• **Stated task**
In the listing below, convert the lines starting at the one containing "A warehouse robotic arm needs to pick up the water" and ending at the one containing "[464,271,640,480]" into a Markdown table with a Row column for the row number and a Line column for the line itself, leaving out blank lines.

• **Entries for locating named things**

"""

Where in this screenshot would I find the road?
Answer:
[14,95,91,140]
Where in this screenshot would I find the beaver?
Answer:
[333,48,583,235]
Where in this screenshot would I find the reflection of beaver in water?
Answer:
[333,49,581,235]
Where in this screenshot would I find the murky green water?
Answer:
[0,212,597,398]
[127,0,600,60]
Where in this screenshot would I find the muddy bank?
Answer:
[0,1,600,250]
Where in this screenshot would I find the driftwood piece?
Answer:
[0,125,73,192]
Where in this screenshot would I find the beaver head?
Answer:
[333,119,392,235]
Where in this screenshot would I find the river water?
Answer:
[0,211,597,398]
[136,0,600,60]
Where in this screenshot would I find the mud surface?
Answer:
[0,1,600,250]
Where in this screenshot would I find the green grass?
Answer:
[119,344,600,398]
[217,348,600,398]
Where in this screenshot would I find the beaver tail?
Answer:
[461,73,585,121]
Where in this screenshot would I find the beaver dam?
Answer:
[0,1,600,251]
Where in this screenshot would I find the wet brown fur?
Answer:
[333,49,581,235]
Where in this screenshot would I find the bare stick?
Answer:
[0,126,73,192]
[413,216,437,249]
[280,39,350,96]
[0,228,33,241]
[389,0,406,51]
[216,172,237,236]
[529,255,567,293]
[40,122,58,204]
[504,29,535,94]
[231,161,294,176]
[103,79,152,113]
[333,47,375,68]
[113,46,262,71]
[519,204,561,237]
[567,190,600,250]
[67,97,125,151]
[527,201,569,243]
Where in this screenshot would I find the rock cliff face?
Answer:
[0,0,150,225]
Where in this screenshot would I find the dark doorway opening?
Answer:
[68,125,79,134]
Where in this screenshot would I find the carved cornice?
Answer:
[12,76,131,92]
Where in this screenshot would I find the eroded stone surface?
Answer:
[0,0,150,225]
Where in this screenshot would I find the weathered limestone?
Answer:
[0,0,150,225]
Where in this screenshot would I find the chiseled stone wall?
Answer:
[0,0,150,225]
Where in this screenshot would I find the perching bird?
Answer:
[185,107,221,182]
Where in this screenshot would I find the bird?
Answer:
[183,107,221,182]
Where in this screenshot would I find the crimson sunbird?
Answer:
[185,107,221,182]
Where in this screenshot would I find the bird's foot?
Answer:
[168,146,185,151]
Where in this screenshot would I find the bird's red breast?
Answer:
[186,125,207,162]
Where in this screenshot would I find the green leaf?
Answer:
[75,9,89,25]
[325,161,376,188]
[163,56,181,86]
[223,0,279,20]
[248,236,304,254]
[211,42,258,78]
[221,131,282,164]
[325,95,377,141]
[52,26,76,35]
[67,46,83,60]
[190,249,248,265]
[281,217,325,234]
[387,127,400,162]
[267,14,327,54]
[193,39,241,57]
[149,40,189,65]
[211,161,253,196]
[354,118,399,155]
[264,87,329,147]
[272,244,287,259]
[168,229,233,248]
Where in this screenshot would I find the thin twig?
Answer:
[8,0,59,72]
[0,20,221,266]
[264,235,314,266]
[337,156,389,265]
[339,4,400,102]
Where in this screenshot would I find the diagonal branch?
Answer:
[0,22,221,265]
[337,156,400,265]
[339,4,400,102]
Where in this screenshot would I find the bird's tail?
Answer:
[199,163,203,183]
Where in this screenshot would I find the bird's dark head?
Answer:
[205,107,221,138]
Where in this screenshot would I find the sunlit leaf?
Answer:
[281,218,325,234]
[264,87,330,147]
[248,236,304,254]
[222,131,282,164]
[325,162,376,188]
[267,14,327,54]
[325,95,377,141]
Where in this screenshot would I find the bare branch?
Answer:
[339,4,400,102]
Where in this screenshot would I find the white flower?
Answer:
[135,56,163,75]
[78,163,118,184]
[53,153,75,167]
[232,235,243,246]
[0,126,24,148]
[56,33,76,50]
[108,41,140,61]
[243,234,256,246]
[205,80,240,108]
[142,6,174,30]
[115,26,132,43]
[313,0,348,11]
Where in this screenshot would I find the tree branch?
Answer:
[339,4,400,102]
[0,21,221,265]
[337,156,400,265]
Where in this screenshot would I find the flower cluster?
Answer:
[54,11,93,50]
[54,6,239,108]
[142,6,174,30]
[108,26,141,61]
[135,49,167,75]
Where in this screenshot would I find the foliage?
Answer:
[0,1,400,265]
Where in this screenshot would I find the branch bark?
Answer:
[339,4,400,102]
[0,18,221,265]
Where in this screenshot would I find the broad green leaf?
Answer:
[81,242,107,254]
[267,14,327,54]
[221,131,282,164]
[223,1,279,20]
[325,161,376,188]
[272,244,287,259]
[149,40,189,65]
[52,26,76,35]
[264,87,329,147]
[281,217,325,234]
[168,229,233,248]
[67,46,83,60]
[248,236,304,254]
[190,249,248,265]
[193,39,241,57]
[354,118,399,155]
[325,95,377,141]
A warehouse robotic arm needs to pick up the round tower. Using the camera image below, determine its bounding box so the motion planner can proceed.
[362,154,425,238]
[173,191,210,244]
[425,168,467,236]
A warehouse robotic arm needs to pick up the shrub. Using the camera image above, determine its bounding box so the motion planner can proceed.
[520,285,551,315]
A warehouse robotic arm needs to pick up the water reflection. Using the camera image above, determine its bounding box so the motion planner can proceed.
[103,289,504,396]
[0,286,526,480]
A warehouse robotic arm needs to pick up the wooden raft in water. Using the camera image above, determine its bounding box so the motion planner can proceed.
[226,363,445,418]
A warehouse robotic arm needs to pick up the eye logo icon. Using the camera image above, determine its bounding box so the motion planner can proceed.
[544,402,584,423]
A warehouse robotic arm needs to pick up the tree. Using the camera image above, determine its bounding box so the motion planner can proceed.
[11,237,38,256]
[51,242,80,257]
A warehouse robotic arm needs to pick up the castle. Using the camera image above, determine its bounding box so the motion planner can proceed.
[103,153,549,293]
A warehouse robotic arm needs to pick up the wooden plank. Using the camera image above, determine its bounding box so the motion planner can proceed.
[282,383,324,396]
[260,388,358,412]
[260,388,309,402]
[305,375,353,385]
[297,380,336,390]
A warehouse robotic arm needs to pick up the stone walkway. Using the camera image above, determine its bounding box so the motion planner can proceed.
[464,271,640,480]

"""
"""

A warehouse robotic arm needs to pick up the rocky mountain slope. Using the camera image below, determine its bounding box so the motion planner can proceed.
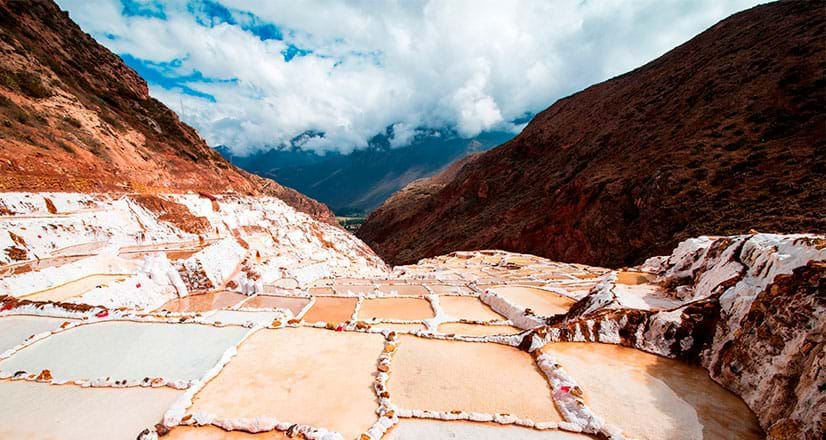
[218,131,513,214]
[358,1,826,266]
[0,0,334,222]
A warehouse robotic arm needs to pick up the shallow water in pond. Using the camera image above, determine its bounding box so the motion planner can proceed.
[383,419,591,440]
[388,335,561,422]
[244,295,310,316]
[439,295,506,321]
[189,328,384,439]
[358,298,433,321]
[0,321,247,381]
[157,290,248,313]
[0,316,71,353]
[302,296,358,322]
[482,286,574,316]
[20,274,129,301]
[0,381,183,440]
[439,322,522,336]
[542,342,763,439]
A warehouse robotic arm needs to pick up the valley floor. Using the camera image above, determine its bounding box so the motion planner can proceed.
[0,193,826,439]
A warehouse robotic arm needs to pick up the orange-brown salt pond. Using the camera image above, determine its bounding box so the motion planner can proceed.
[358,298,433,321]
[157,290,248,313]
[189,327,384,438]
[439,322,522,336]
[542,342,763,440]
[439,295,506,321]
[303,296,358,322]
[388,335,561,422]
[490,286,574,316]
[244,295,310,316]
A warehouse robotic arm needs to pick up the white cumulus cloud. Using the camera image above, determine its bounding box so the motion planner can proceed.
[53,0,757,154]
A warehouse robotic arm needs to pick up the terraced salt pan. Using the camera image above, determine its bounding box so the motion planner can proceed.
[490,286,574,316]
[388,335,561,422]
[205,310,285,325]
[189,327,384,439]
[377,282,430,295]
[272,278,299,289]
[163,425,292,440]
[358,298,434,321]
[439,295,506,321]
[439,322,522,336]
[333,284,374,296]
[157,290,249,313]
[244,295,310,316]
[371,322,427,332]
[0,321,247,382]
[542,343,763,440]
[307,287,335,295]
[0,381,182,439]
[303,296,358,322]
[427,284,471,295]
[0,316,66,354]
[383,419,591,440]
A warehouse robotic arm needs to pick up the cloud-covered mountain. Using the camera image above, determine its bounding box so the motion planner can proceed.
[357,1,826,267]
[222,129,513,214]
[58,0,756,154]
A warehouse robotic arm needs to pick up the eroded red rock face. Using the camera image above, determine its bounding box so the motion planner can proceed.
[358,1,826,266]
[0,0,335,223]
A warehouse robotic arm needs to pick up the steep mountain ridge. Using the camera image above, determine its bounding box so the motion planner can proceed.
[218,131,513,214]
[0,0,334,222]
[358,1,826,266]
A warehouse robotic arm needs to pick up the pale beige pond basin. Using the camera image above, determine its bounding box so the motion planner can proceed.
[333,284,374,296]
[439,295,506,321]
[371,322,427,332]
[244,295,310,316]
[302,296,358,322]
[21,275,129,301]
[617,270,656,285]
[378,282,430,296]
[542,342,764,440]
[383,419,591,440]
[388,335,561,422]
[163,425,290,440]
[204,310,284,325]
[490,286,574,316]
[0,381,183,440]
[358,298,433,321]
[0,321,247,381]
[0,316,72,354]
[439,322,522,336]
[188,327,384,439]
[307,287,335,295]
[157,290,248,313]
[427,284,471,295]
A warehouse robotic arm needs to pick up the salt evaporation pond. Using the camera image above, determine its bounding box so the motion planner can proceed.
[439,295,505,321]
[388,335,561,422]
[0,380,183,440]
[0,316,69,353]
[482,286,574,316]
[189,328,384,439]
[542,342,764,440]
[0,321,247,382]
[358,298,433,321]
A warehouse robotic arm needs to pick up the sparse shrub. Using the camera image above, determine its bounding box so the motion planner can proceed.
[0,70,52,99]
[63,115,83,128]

"""

• **Expected answer**
| Row | Line |
|---|---|
| 1 | A warehouse robotic arm needs to pick up the water reflection. Using the camera image above, determine its bounding box so the motion planner can proceed. |
| 2 | [103,289,504,396] |
| 3 | [0,286,526,480] |
| 4 | A warehouse robotic arm needs to pick up the wooden raft in water. Using the camera image above, determine its bounding box so the motion planner can proceed. |
| 5 | [226,363,445,418] |
| 6 | A warehouse robotic arm needs to pick up the eye logo icon. Using the camera image above, determine its bounding box so the motion planner can proceed. |
| 7 | [544,402,584,423] |
| 8 | A warehouse robotic arm needs to pick up the tree. Using the camera image above, determine its bounding box so the motion planner can proceed. |
| 9 | [11,237,38,256] |
| 10 | [51,242,80,257] |
| 11 | A warehouse robotic arm needs to pick up the castle. Using the camera image above, determine its bounding box so the motion planner can proceed. |
| 12 | [103,153,549,293] |
| 13 | A warehouse robotic arm needs to pick up the wooden plank. Using the camera image above, determine its bounding box so the motion planner can proceed. |
| 14 | [282,383,324,396] |
| 15 | [260,388,358,412] |
| 16 | [260,388,309,402] |
| 17 | [305,375,353,385] |
| 18 | [297,380,336,390] |
| 19 | A warehouse robotic arm needs to pick up the stone walkway. Using the camera image above, determine its bounding box so the motion planner can proceed. |
| 20 | [464,271,640,480] |